WHAT IS EXPECTED:
Word for word, copy the line containing "Each instance of the orange-lit" and each line after it in the records below, ending with the last line.

Natural-language object grounding data
------------------------------

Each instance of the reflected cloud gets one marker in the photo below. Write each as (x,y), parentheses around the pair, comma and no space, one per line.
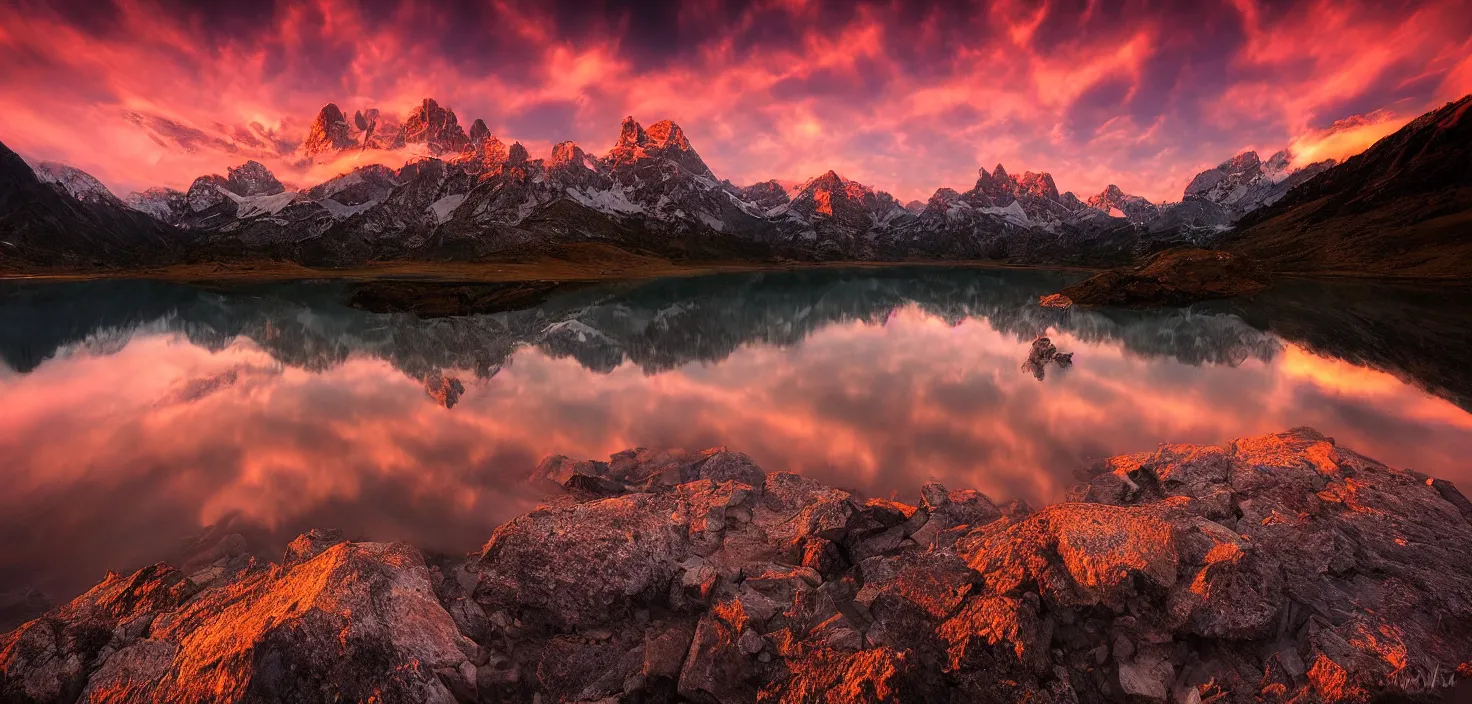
(139,413)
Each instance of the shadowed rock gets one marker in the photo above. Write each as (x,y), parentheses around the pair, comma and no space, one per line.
(1172,279)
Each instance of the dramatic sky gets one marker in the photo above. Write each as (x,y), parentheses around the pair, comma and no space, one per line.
(901,96)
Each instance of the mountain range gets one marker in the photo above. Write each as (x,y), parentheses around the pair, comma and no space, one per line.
(474,198)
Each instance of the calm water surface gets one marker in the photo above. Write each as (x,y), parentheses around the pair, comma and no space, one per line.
(134,414)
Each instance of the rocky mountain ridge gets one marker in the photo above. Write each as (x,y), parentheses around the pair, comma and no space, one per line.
(1402,206)
(1271,569)
(476,198)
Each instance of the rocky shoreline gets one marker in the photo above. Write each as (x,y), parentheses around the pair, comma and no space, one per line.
(1271,569)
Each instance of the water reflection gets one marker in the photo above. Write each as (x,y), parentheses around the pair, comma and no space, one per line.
(137,413)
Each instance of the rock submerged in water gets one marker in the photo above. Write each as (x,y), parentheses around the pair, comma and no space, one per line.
(1269,569)
(1042,354)
(1173,277)
(443,391)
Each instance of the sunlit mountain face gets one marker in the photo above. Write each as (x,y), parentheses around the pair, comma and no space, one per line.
(907,97)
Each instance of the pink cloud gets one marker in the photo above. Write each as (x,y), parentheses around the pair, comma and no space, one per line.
(903,96)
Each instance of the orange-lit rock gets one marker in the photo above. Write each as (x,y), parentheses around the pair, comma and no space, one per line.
(1268,569)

------------------------------

COMPLETED EXERCISE:
Each instance of the orange-lit rock gets one marker in the photo above. Write each as (x,y), parentheses around the pair, comma and no space, one per line.
(1268,569)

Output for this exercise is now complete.